Character for character, give back every line below.

******

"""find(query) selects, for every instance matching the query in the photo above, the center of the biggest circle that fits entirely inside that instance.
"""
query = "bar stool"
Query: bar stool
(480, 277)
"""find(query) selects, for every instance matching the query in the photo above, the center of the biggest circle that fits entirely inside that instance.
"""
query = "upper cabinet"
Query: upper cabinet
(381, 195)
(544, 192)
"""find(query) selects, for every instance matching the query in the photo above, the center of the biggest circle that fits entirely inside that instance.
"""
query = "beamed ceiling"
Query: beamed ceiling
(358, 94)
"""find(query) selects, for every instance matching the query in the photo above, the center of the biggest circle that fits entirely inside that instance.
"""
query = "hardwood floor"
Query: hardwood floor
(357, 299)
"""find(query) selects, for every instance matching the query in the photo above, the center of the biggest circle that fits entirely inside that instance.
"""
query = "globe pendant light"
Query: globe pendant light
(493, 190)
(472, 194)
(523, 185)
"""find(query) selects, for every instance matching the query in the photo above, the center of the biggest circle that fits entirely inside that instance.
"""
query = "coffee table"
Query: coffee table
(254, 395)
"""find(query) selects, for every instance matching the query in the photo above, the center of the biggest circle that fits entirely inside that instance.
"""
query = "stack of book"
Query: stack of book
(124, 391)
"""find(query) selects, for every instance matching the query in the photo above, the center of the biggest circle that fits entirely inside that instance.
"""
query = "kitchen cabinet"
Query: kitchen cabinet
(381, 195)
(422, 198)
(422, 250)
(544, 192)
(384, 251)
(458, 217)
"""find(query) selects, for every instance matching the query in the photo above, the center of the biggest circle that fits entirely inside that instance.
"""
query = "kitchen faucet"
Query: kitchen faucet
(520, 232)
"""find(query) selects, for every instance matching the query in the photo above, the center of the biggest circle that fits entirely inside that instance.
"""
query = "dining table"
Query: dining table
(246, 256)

******

* _Solved problem_:
"""find(query) selects, for every instance matching the query in the photo above, the center of the biggest circle that fits entirely inside that instance.
"""
query = "bar stool"
Query: bar stool
(480, 277)
"""find(query) selects, for every instance matching the query in the photo above, the center of the biggest circle that fits entirely inside that instance.
"""
query = "upper cabinet"
Query: upper cabinet
(381, 195)
(544, 192)
"""find(query) selects, for every instance matching the query in the photo above, the center of the biggest circle that fits entirely inside that instance.
"""
query = "beamed ceiling"
Query: beamed ceiling
(358, 94)
"""find(query) selects, for every instance matching the query in the photo above, the center of the biggest circle that fits entirely inside that instance.
"""
query = "hardwood floor"
Query: hardwood floor
(357, 299)
"""find(query) selects, for every instance matching the query in the photo above, the center of the biggest circle that fits entirely inside that instance.
"""
query = "globe pendant light"
Query: globe pendant light
(493, 190)
(472, 194)
(523, 185)
"""find(query) selects, for every instance matching the query in the photo above, the center of the biggest circle that fits entirely inside that instance.
"""
query = "coffee table"
Query: coffee table
(254, 395)
"""find(query) selects, for every instance matching the query in the photo above, the center of the biggest circle that fits entirely inside that instance.
"""
query = "stack of book"
Query: stack of book
(124, 391)
"""find(query) selects, for every instance matching the query in the photo above, the center of the biggest circle that fits entirely inside that instance.
"""
query = "kitchen cabinet"
Query: kitchen cabinet
(381, 195)
(422, 198)
(422, 250)
(544, 192)
(384, 251)
(458, 217)
"""find(query) selects, for every instance matching the query in the photo above, the center of the biggest circle that fits entirely inside that instance.
"""
query = "kitchen faucet"
Query: kitchen faucet
(520, 232)
"""find(query) selects, for every instance matching the query in the photo above, the center of the biggest circle that fits entirely inside that instance.
"""
query = "dining table"
Query: dining table
(246, 256)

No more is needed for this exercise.